- **Work required**
Output every record below exactly as it appears.

---- Available records

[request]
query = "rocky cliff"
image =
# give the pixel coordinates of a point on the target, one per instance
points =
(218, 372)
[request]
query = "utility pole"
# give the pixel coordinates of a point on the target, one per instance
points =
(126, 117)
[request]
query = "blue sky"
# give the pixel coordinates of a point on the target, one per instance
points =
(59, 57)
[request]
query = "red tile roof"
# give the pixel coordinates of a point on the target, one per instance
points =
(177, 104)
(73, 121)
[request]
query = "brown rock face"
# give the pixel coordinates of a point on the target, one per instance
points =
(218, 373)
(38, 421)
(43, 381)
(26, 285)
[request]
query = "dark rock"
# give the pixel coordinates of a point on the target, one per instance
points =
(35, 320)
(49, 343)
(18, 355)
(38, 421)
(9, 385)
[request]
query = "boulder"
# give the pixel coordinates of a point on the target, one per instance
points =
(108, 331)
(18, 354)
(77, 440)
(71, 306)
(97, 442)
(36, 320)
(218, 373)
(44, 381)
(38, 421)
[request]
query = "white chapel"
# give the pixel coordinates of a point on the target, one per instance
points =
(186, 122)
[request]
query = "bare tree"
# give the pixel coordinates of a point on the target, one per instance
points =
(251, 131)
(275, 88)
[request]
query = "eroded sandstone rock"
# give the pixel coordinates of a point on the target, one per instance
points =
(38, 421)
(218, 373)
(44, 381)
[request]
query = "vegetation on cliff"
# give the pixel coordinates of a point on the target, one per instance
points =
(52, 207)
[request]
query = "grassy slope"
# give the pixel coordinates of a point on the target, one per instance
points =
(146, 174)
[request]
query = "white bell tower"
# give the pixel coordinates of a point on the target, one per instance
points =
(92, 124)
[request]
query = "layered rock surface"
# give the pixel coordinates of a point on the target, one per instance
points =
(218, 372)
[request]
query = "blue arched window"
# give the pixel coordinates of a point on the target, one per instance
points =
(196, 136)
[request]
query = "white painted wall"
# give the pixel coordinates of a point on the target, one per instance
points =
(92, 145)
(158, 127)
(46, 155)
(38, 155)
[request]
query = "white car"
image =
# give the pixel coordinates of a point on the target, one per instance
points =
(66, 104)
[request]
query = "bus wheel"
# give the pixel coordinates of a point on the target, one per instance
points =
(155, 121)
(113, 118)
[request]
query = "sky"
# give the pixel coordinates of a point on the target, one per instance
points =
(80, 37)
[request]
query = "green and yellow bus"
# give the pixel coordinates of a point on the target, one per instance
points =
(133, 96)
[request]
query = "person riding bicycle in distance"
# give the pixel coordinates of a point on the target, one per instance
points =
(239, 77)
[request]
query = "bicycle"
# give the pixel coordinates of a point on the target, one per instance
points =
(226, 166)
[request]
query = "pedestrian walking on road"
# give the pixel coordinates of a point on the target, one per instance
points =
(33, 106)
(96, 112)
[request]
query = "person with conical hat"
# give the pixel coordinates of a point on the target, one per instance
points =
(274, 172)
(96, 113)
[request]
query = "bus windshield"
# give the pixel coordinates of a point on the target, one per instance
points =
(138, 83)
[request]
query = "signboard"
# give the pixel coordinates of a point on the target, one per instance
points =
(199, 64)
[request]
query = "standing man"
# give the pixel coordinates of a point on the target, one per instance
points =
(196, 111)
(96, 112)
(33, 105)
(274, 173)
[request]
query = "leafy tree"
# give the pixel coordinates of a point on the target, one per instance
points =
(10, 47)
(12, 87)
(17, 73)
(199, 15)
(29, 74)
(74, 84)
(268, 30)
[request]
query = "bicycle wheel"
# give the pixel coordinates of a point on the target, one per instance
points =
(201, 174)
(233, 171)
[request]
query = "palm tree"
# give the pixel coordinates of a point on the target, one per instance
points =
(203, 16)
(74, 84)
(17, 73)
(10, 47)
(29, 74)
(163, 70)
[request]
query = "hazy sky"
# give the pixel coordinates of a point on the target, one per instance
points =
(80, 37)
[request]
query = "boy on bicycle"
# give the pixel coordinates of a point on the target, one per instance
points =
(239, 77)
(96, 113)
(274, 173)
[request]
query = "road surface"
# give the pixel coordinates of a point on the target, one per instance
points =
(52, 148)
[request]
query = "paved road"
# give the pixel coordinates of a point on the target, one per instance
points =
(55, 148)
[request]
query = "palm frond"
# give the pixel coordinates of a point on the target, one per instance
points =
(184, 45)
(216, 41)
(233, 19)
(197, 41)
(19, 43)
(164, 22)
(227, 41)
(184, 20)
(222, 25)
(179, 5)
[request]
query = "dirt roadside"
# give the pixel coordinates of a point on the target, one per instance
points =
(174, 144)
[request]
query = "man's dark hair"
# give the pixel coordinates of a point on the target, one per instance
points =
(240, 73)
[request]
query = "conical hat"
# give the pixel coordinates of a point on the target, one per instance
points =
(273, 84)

--------

- **Complete answer**
[request]
query = "rocky cliff"
image =
# give the pixel coordinates of a point on the target, one per instance
points =
(218, 372)
[request]
query = "utility pole"
# give the pixel coordinates of a point on the target, one per instance
points =
(126, 117)
[request]
query = "blue sky"
# give the pixel coordinates of a point on the target, one per instance
points =
(59, 57)
[request]
query = "red tile roof"
# give the pixel coordinates of a point on the target, one per instance
points =
(177, 104)
(73, 121)
[request]
query = "brown rock face"
# give the pixel coordinates of a point on the target, one per instance
points =
(218, 373)
(38, 421)
(43, 381)
(26, 285)
[request]
query = "dark rock"
# give the pixel coordinates of a point on the target, one per instance
points =
(35, 320)
(49, 343)
(18, 355)
(38, 421)
(9, 385)
[request]
query = "boulder"
# give the pixel coordinates of a point on the target, one per instance
points =
(108, 331)
(18, 354)
(77, 440)
(71, 306)
(97, 442)
(36, 320)
(218, 373)
(44, 381)
(38, 421)
[request]
query = "white chapel"
# give the pixel coordinates of a point on the target, one per instance
points =
(186, 122)
[request]
query = "bare tree"
# give the pixel coordinates of a point on the target, one per instance
points =
(251, 131)
(275, 88)
[request]
query = "eroded sandstone rock"
# give the pixel coordinates of a point on the target, one per instance
points =
(38, 421)
(218, 373)
(44, 381)
[request]
query = "vegetation on cliff"
# give the pixel coordinates of a point on the target, one per instance
points =
(52, 207)
[request]
query = "grassy slope"
# give the pixel coordinates of a point on the target, one per instance
points =
(146, 174)
[request]
query = "white bell tower"
# give the pixel coordinates of a point on the target, one per instance
points =
(92, 124)
[request]
query = "layered rock surface"
# give the pixel coordinates of a point on the target, one per instance
points =
(218, 372)
[request]
query = "blue arched window"
# give the pixel coordinates of a point on the target, one per instance
points =
(196, 136)
[request]
query = "white painted wall"
# give the pixel coordinates of a point on the target, one per instance
points =
(92, 145)
(158, 127)
(46, 155)
(38, 155)
[request]
query = "white car"
image =
# give the pixel coordinates of a point on the target, one per instance
points =
(66, 104)
[request]
query = "bus wheel"
# give the pixel coordinates of a point on the target, one per instance
points =
(155, 121)
(113, 118)
[request]
query = "sky"
# give the pixel coordinates of a point on the target, one per instance
points =
(80, 37)
[request]
query = "green and yellow bus"
# give the pixel coordinates of a point on the target, one per instance
points =
(133, 96)
[request]
query = "person riding bicycle in distance"
# give the pixel coordinates of a point on the target, one per instance
points =
(239, 77)
[request]
query = "bicycle"
# give the pixel coordinates of a point on the target, one per instance
points =
(226, 166)
[request]
query = "pedestrian walking on road"
# give the pixel coordinates of a point on the target, one per instance
points =
(33, 106)
(96, 112)
[request]
query = "person with conical hat"
# give the pixel coordinates of a point on the target, one per instance
points =
(274, 172)
(96, 113)
[request]
query = "bus windshield"
# give the pixel coordinates of a point on the target, one per instance
points =
(138, 83)
[request]
query = "signboard"
# give the pixel coordinates of a point on the target, one per instance
points =
(199, 64)
[request]
query = "standing man"
# give the pixel coordinates of a point on the target, one per instance
points =
(196, 111)
(96, 112)
(33, 105)
(274, 173)
[request]
query = "leafy tree"
# give the pixel coordinates of a point on the target, one per instance
points =
(10, 47)
(12, 87)
(17, 73)
(199, 15)
(29, 74)
(74, 84)
(268, 30)
[request]
query = "bicycle wheel"
# give the pixel coordinates of a point on the target, one per instance
points =
(201, 174)
(233, 171)
[request]
query = "palm tree"
# give the pixel coordinates of a point on the target, one per instance
points =
(203, 16)
(74, 84)
(17, 73)
(10, 47)
(29, 74)
(163, 70)
[request]
query = "hazy sky"
# give the pixel coordinates of a point on the target, one per instance
points =
(80, 37)
[request]
query = "boy on bicycle"
# give the pixel coordinates of a point on the target, one per instance
points =
(239, 77)
(96, 113)
(274, 173)
[request]
query = "road surface"
# give the pixel coordinates of a point on the target, one per instance
points =
(52, 148)
[request]
query = "paved road"
# give the pixel coordinates of a point on the target, one per instance
points =
(55, 148)
[request]
query = "palm frond"
# give the pixel coordinates of a point on the target, one per instance
points =
(184, 45)
(216, 41)
(233, 19)
(197, 41)
(19, 43)
(164, 22)
(227, 41)
(184, 20)
(222, 25)
(179, 5)
[request]
query = "dirt roadside"
# give the pixel coordinates of a point on the target, one per instance
points =
(174, 144)
[request]
query = "man's dark hair"
# give the pixel coordinates of a point on the target, one per instance
points =
(240, 73)
[request]
query = "conical hat"
# give the pixel coordinates of a point on the target, one per instance
points =
(273, 84)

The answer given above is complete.